# The exercise
Copy out the listing below, swapping every "one marker per instance" for "a single marker for each instance" and leaving everything else as it is.

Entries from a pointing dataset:
• • • • •

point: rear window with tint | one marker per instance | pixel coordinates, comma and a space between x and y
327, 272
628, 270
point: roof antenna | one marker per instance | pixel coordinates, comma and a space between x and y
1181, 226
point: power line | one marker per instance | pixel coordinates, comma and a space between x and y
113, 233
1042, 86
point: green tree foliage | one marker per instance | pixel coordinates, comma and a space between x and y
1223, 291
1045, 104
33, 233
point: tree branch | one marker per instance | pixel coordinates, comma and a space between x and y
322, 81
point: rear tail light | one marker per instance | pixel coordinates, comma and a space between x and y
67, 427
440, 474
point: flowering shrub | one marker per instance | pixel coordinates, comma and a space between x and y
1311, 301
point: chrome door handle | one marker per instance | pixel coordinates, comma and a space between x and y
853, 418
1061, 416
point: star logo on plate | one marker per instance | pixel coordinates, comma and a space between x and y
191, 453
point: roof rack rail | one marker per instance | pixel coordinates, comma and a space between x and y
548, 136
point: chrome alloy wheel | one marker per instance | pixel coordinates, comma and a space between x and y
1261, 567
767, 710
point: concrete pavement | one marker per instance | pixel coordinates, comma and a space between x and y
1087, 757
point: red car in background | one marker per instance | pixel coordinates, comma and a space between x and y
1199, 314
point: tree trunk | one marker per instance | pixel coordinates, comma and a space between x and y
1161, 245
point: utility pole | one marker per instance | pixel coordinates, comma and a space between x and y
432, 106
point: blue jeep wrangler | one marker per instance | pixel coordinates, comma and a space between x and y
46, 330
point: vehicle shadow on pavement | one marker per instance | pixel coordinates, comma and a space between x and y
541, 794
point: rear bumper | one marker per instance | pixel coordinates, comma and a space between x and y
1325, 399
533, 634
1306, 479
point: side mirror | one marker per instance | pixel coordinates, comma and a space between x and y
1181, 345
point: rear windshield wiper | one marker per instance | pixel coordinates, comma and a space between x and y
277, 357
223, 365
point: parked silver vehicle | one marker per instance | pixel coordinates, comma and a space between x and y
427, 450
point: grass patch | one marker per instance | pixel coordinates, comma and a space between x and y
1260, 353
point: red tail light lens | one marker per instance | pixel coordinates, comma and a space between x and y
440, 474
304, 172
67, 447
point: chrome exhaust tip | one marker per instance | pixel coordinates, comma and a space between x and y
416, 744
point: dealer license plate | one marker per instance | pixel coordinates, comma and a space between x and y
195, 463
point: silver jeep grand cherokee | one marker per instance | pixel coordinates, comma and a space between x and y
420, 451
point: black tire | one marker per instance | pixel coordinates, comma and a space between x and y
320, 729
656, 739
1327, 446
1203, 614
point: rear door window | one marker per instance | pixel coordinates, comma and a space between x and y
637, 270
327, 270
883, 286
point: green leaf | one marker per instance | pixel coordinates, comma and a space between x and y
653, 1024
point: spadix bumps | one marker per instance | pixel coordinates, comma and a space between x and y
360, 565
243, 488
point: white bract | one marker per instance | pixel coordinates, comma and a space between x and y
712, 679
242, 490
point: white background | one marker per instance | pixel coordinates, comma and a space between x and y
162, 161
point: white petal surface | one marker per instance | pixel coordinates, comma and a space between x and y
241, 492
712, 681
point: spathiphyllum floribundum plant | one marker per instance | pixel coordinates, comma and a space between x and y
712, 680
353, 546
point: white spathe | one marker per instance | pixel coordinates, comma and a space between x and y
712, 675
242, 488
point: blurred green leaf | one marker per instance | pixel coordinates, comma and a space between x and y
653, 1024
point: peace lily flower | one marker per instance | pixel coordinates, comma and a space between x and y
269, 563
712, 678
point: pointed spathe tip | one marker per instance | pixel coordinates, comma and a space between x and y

• • • • •

# Solved exercise
point: rear window with tint | a single marker for each instance | pixel coordinates, comma and a space between x and y
327, 272
628, 270
point: roof antenna | a single marker for each instance | pixel coordinates, comma and a space between x and y
1181, 226
point: power line | a single marker for each instance | pixel coordinates, comma and a space between x and y
113, 233
1042, 86
point: green tree foliage | a single marker for each instance | pixel coordinates, comma and a space between x and y
1223, 291
1045, 104
33, 233
point: tree branch | a single marker for each instance | pixel coordinates, comma and a space between x and y
322, 81
point: rear tail light | a single marker for each instance | pixel coordinates, comma and a space between x and y
67, 427
440, 474
point: flowering shrub | a single marker for each instance | pixel coordinates, comma and a space between x and y
1311, 301
point: chrome door handle | a single marker for each instance | pixel coordinates, comma and a space between x and y
853, 418
1061, 416
point: star logo on plate | a single marker for each instance | pixel coordinates, comma and a space between x and y
191, 453
point: roof rack rail | a single marker for each instance | pixel coordinates, comma and a space between x and y
548, 136
point: chrome alloy wheel | a single marker for each instance | pixel coordinates, comma and a space between x and y
1261, 567
767, 710
point: concrete pavement | a single marker for each instance | pixel coordinates, comma and a space between x and y
1087, 757
point: red car in background | a single marker for each instance | pixel coordinates, comma and a space between x and y
1199, 314
point: tree trunk | a single marker for each instance | pixel coordinates, comma and a space between x and y
1161, 245
point: utility pole | a single marker for each instance | pixel coordinates, comma and a space between x and y
432, 106
point: blue jeep wrangler | a single marker for each instance | pixel coordinates, comma and a space between x and y
46, 330
point: vehicle shadow on pavement | a single marker for each instance | pixel coordinates, comma and a space between x and y
541, 794
point: rear bumper | a single marker for each instance | pixel coordinates, comma and a space between x and y
1325, 399
533, 634
1306, 479
point: side mirror | a single marker for each instance | pixel coordinates, comma and a space between x and y
1181, 345
point: rear windshield wiper | a single marker for each instance | pixel coordinates, comma and a space between x and y
277, 357
223, 365
point: parked silver vehicle | a single marker for each instance | pixel coordinates, comma and a space between x and y
427, 450
point: grass patch | a single marker for each instance | pixel coordinates, comma and a space between x and y
1260, 353
point: red tail light lens | a single marker for each instance | pixel coordinates, comma and a space between x and y
440, 474
304, 172
67, 447
point: chrome exhaust tip | a single marker for each instance | pixel coordinates, comma and a space between x and y
416, 744
point: dealer license plate | a single marker for each instance | pixel coordinates, comma and a space between x and y
195, 463
point: silver jeep grand cherokee | a single marker for each instance | pixel coordinates, comma and a space between x and y
420, 451
point: black tire | a single marker for each instance | pixel coordinates, comma and a space between x and y
320, 729
656, 739
1327, 446
1203, 614
point: rear door window | a single marker for each instance | pixel coordinates, comma and a space between x and y
637, 270
327, 270
883, 286
point: green leaf | a single marker for each instance | pixel coordinates, comma and a space between x and y
653, 1024
point: spadix bumps | a single marker for each instance | pixel coordinates, comma and a space between x and y
360, 565
243, 488
point: white bract | a single marker for each instance | pixel coordinates, comma and a space between x and y
712, 679
242, 490
point: white background | a single marker for each instance | pixel coordinates, comma and a space between x and y
162, 161
point: white petal surface | a single marker for each instance | pixel coordinates, comma and a space between x and y
241, 492
712, 681
point: spathiphyllum floribundum plant | a single marker for each instance | pixel coordinates, comma and a space between x and y
712, 680
353, 546
point: white spathe | a single marker for each instance | pixel coordinates, comma and a space between x and y
712, 675
242, 488
point: blurred green leaf | a single marker for each instance | pixel coordinates, comma and a space between x and y
653, 1024
point: peace lily flower | a single marker for each instance | pixel coordinates, comma and a space between x and y
269, 563
712, 678
point: pointed spathe tip | a single marker for each instance | pixel coordinates, comma and a space between x and y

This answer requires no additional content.